**Exercise description:**
Select every line of the records below that contains the word "window" and copy each one. Case counts.

(Stored items from a collection)
▼▼▼

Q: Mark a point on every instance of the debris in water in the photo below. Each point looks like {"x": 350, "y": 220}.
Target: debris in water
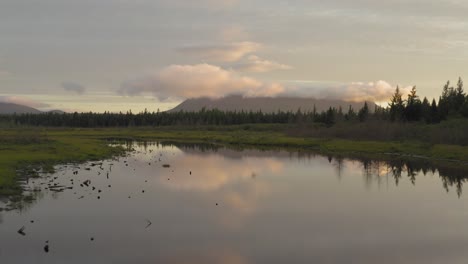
{"x": 149, "y": 223}
{"x": 21, "y": 231}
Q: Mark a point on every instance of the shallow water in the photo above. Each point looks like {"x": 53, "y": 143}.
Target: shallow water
{"x": 226, "y": 206}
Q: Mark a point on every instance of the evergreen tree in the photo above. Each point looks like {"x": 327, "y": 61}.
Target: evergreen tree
{"x": 363, "y": 113}
{"x": 413, "y": 106}
{"x": 396, "y": 106}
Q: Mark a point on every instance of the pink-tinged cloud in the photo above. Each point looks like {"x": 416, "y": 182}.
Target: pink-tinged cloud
{"x": 202, "y": 80}
{"x": 4, "y": 74}
{"x": 256, "y": 64}
{"x": 23, "y": 101}
{"x": 222, "y": 52}
{"x": 379, "y": 91}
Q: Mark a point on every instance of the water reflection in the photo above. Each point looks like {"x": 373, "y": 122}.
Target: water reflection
{"x": 212, "y": 204}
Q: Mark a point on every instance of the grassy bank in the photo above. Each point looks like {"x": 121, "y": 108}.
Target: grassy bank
{"x": 20, "y": 148}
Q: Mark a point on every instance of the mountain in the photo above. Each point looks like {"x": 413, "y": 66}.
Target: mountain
{"x": 266, "y": 104}
{"x": 9, "y": 108}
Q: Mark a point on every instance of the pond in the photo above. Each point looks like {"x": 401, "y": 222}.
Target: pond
{"x": 173, "y": 203}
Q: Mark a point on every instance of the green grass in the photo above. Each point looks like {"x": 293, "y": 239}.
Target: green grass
{"x": 21, "y": 150}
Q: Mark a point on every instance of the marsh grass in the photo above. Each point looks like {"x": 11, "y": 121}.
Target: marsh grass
{"x": 41, "y": 149}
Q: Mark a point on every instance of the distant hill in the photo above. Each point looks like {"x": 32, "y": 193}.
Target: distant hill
{"x": 9, "y": 108}
{"x": 266, "y": 104}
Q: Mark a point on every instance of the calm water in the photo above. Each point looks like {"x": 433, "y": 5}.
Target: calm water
{"x": 236, "y": 207}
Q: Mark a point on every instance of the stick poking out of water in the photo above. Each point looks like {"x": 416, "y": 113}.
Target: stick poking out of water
{"x": 21, "y": 231}
{"x": 149, "y": 223}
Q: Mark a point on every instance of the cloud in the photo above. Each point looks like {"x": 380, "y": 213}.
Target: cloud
{"x": 4, "y": 74}
{"x": 23, "y": 101}
{"x": 257, "y": 64}
{"x": 379, "y": 91}
{"x": 202, "y": 80}
{"x": 73, "y": 87}
{"x": 233, "y": 33}
{"x": 222, "y": 52}
{"x": 208, "y": 4}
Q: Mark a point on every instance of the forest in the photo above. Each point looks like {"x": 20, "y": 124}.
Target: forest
{"x": 453, "y": 102}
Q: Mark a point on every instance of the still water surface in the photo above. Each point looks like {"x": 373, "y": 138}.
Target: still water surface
{"x": 227, "y": 206}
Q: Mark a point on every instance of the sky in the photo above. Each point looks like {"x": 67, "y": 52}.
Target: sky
{"x": 120, "y": 55}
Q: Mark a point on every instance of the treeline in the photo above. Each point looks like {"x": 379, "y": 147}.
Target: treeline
{"x": 452, "y": 102}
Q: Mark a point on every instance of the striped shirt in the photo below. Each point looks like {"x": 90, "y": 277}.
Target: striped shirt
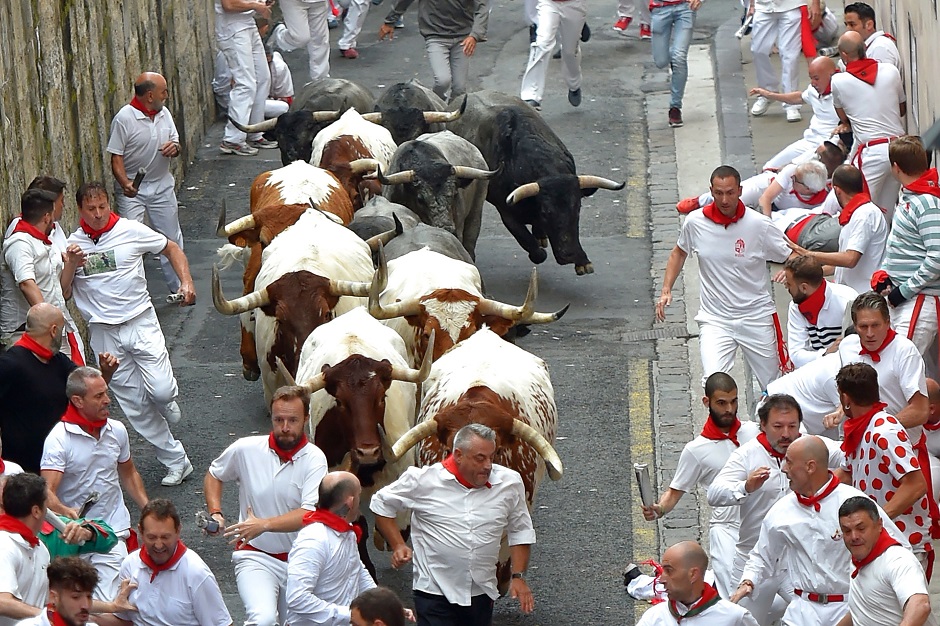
{"x": 912, "y": 256}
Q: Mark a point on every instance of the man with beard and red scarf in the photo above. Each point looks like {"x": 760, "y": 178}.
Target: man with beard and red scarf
{"x": 888, "y": 585}
{"x": 700, "y": 461}
{"x": 278, "y": 476}
{"x": 733, "y": 245}
{"x": 88, "y": 452}
{"x": 691, "y": 600}
{"x": 801, "y": 534}
{"x": 104, "y": 269}
{"x": 324, "y": 571}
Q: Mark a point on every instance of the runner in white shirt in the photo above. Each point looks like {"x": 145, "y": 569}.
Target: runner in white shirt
{"x": 888, "y": 584}
{"x": 733, "y": 245}
{"x": 700, "y": 461}
{"x": 324, "y": 571}
{"x": 105, "y": 270}
{"x": 86, "y": 453}
{"x": 278, "y": 476}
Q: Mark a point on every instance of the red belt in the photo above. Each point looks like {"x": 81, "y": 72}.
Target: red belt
{"x": 820, "y": 598}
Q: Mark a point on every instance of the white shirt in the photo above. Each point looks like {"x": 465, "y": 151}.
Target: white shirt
{"x": 867, "y": 233}
{"x": 733, "y": 263}
{"x": 808, "y": 342}
{"x": 111, "y": 287}
{"x": 879, "y": 592}
{"x": 270, "y": 487}
{"x": 324, "y": 576}
{"x": 701, "y": 460}
{"x": 88, "y": 464}
{"x": 23, "y": 572}
{"x": 456, "y": 531}
{"x": 186, "y": 594}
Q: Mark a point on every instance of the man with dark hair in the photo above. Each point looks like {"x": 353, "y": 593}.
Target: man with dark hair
{"x": 278, "y": 476}
{"x": 888, "y": 584}
{"x": 699, "y": 463}
{"x": 733, "y": 245}
{"x": 324, "y": 571}
{"x": 817, "y": 314}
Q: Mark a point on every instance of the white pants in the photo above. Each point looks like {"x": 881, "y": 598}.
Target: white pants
{"x": 783, "y": 29}
{"x": 244, "y": 55}
{"x": 565, "y": 19}
{"x": 143, "y": 383}
{"x": 158, "y": 201}
{"x": 306, "y": 26}
{"x": 262, "y": 585}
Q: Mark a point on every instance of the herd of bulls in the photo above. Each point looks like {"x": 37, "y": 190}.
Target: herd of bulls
{"x": 359, "y": 280}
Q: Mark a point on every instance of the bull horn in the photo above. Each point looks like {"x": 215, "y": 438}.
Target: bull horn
{"x": 546, "y": 451}
{"x": 260, "y": 127}
{"x": 411, "y": 375}
{"x": 596, "y": 182}
{"x": 522, "y": 192}
{"x": 237, "y": 306}
{"x": 410, "y": 439}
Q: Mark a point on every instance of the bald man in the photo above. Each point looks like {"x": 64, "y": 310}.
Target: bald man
{"x": 691, "y": 600}
{"x": 144, "y": 138}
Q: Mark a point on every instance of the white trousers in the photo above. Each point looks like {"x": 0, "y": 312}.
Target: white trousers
{"x": 157, "y": 201}
{"x": 262, "y": 585}
{"x": 143, "y": 383}
{"x": 782, "y": 29}
{"x": 251, "y": 77}
{"x": 306, "y": 26}
{"x": 565, "y": 19}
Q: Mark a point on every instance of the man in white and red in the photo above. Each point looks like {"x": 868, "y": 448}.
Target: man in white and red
{"x": 174, "y": 585}
{"x": 733, "y": 245}
{"x": 278, "y": 476}
{"x": 89, "y": 452}
{"x": 699, "y": 463}
{"x": 870, "y": 102}
{"x": 691, "y": 599}
{"x": 880, "y": 461}
{"x": 801, "y": 534}
{"x": 817, "y": 313}
{"x": 888, "y": 584}
{"x": 324, "y": 571}
{"x": 863, "y": 235}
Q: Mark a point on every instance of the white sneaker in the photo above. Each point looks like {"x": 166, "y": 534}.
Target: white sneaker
{"x": 760, "y": 106}
{"x": 177, "y": 475}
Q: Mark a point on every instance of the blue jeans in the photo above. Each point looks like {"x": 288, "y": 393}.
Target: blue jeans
{"x": 672, "y": 34}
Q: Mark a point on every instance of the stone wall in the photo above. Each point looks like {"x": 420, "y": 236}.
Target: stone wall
{"x": 67, "y": 66}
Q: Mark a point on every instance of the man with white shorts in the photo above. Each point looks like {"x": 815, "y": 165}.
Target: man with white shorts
{"x": 278, "y": 476}
{"x": 111, "y": 292}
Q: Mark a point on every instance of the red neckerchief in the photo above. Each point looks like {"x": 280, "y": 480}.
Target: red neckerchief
{"x": 140, "y": 106}
{"x": 96, "y": 234}
{"x": 72, "y": 416}
{"x": 866, "y": 70}
{"x": 709, "y": 598}
{"x": 876, "y": 353}
{"x": 884, "y": 542}
{"x": 928, "y": 184}
{"x": 712, "y": 213}
{"x": 13, "y": 525}
{"x": 855, "y": 427}
{"x": 813, "y": 501}
{"x": 156, "y": 569}
{"x": 332, "y": 520}
{"x": 23, "y": 226}
{"x": 286, "y": 456}
{"x": 813, "y": 304}
{"x": 857, "y": 200}
{"x": 711, "y": 431}
{"x": 451, "y": 466}
{"x": 33, "y": 346}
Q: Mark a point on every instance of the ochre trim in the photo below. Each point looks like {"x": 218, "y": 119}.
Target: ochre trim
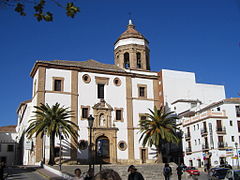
{"x": 60, "y": 92}
{"x": 74, "y": 108}
{"x": 41, "y": 64}
{"x": 88, "y": 107}
{"x": 122, "y": 149}
{"x": 130, "y": 119}
{"x": 145, "y": 91}
{"x": 115, "y": 110}
{"x": 119, "y": 81}
{"x": 101, "y": 80}
{"x": 86, "y": 81}
{"x": 62, "y": 83}
{"x": 146, "y": 154}
{"x": 40, "y": 99}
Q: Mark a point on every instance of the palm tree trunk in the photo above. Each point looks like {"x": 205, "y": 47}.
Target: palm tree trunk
{"x": 52, "y": 145}
{"x": 159, "y": 154}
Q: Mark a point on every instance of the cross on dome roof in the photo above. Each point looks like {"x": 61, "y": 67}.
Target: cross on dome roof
{"x": 131, "y": 32}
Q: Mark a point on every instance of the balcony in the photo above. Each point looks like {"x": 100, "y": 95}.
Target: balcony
{"x": 188, "y": 150}
{"x": 204, "y": 115}
{"x": 221, "y": 130}
{"x": 222, "y": 145}
{"x": 205, "y": 147}
{"x": 204, "y": 132}
{"x": 187, "y": 136}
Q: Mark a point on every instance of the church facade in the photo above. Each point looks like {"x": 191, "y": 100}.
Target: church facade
{"x": 116, "y": 95}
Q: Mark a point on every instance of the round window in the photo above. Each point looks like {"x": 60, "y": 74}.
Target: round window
{"x": 83, "y": 144}
{"x": 122, "y": 145}
{"x": 86, "y": 78}
{"x": 117, "y": 81}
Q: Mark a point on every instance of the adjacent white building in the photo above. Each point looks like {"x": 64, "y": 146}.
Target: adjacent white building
{"x": 8, "y": 145}
{"x": 212, "y": 133}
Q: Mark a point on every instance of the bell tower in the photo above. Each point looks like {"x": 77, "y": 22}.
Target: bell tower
{"x": 131, "y": 50}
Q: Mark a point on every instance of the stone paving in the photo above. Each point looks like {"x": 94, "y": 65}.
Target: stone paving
{"x": 150, "y": 172}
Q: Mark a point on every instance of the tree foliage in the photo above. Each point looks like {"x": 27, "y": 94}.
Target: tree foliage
{"x": 49, "y": 120}
{"x": 159, "y": 127}
{"x": 40, "y": 8}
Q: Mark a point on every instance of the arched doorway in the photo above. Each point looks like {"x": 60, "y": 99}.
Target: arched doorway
{"x": 102, "y": 149}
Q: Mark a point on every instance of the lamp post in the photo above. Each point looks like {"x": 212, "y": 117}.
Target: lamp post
{"x": 90, "y": 124}
{"x": 60, "y": 151}
{"x": 236, "y": 145}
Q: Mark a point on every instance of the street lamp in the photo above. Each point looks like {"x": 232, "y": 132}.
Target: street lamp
{"x": 90, "y": 125}
{"x": 236, "y": 145}
{"x": 60, "y": 151}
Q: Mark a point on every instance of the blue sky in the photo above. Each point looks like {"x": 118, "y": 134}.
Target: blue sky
{"x": 201, "y": 36}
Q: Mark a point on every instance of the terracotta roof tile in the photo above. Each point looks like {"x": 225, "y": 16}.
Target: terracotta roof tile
{"x": 90, "y": 64}
{"x": 11, "y": 128}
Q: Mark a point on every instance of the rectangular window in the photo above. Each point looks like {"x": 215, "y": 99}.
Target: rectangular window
{"x": 142, "y": 91}
{"x": 238, "y": 111}
{"x": 10, "y": 148}
{"x": 100, "y": 91}
{"x": 85, "y": 113}
{"x": 238, "y": 126}
{"x": 118, "y": 115}
{"x": 219, "y": 125}
{"x": 57, "y": 85}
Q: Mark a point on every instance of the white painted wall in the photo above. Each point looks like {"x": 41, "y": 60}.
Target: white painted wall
{"x": 182, "y": 85}
{"x": 127, "y": 41}
{"x": 66, "y": 74}
{"x": 230, "y": 110}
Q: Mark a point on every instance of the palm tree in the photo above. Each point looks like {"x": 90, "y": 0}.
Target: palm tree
{"x": 159, "y": 127}
{"x": 49, "y": 120}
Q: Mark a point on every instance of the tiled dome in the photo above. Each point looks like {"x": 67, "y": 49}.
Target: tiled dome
{"x": 131, "y": 32}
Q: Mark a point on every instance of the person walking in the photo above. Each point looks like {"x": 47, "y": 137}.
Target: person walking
{"x": 179, "y": 172}
{"x": 167, "y": 171}
{"x": 77, "y": 173}
{"x": 134, "y": 174}
{"x": 90, "y": 174}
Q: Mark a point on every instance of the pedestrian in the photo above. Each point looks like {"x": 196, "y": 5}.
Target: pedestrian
{"x": 107, "y": 174}
{"x": 208, "y": 166}
{"x": 179, "y": 172}
{"x": 167, "y": 171}
{"x": 90, "y": 174}
{"x": 134, "y": 174}
{"x": 78, "y": 174}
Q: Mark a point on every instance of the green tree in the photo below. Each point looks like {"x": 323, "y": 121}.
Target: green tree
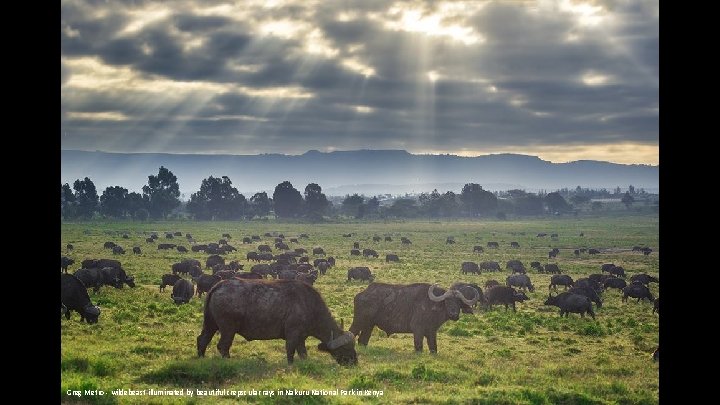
{"x": 217, "y": 199}
{"x": 287, "y": 200}
{"x": 627, "y": 199}
{"x": 67, "y": 202}
{"x": 86, "y": 197}
{"x": 113, "y": 202}
{"x": 260, "y": 204}
{"x": 476, "y": 200}
{"x": 315, "y": 202}
{"x": 163, "y": 192}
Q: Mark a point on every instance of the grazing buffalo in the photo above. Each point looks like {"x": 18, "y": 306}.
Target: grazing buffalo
{"x": 418, "y": 308}
{"x": 168, "y": 279}
{"x": 643, "y": 278}
{"x": 552, "y": 268}
{"x": 521, "y": 281}
{"x": 614, "y": 282}
{"x": 65, "y": 262}
{"x": 569, "y": 302}
{"x": 370, "y": 252}
{"x": 213, "y": 260}
{"x": 469, "y": 267}
{"x": 490, "y": 266}
{"x": 560, "y": 279}
{"x": 504, "y": 295}
{"x": 360, "y": 273}
{"x": 74, "y": 296}
{"x": 588, "y": 292}
{"x": 637, "y": 290}
{"x": 183, "y": 291}
{"x": 273, "y": 309}
{"x": 206, "y": 281}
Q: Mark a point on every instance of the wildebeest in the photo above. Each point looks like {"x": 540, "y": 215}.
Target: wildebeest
{"x": 614, "y": 282}
{"x": 490, "y": 266}
{"x": 552, "y": 268}
{"x": 504, "y": 295}
{"x": 418, "y": 308}
{"x": 588, "y": 292}
{"x": 360, "y": 273}
{"x": 643, "y": 278}
{"x": 370, "y": 252}
{"x": 637, "y": 290}
{"x": 205, "y": 282}
{"x": 65, "y": 262}
{"x": 168, "y": 279}
{"x": 521, "y": 281}
{"x": 469, "y": 267}
{"x": 569, "y": 302}
{"x": 74, "y": 296}
{"x": 183, "y": 291}
{"x": 273, "y": 309}
{"x": 560, "y": 279}
{"x": 213, "y": 260}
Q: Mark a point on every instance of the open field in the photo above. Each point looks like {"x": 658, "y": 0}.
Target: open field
{"x": 143, "y": 340}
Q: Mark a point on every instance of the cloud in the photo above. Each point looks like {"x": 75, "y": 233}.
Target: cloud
{"x": 288, "y": 76}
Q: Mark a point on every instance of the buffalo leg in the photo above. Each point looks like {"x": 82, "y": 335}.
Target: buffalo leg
{"x": 226, "y": 338}
{"x": 418, "y": 341}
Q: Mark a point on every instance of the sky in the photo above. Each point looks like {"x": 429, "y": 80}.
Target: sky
{"x": 563, "y": 80}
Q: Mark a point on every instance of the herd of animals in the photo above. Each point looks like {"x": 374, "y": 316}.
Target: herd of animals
{"x": 275, "y": 299}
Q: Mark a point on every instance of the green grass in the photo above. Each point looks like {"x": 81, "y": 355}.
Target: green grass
{"x": 532, "y": 356}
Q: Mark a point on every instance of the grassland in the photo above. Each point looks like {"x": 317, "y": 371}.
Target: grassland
{"x": 143, "y": 340}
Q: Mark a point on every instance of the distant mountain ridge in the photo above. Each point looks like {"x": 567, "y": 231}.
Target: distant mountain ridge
{"x": 373, "y": 171}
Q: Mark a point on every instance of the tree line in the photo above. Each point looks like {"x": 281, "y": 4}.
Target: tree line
{"x": 217, "y": 199}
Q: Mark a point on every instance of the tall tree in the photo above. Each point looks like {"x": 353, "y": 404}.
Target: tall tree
{"x": 260, "y": 204}
{"x": 67, "y": 202}
{"x": 217, "y": 199}
{"x": 476, "y": 200}
{"x": 85, "y": 197}
{"x": 315, "y": 202}
{"x": 113, "y": 202}
{"x": 163, "y": 193}
{"x": 287, "y": 200}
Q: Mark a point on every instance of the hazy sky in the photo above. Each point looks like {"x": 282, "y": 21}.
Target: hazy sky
{"x": 564, "y": 80}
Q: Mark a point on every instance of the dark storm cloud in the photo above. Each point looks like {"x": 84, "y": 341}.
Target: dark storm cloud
{"x": 201, "y": 79}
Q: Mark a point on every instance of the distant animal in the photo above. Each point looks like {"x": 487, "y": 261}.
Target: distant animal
{"x": 503, "y": 295}
{"x": 420, "y": 309}
{"x": 560, "y": 279}
{"x": 469, "y": 267}
{"x": 74, "y": 296}
{"x": 183, "y": 291}
{"x": 569, "y": 302}
{"x": 253, "y": 309}
{"x": 65, "y": 262}
{"x": 360, "y": 273}
{"x": 168, "y": 279}
{"x": 637, "y": 290}
{"x": 521, "y": 281}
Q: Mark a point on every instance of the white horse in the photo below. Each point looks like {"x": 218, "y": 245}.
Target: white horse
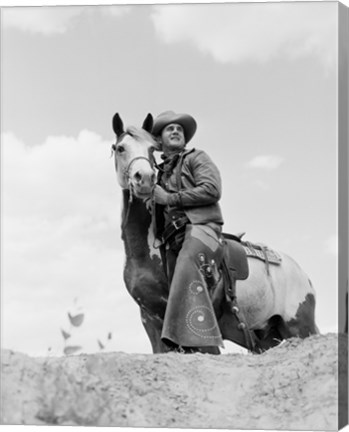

▲▲▲

**Result for this task:**
Q: Mark a point on every instance of the round window in the photo above. Each point looks like {"x": 60, "y": 74}.
Target: round window
Q: Mark a point on every instance of the rectangular window in the photo above. Each point looks like {"x": 215, "y": 99}.
Target: rectangular window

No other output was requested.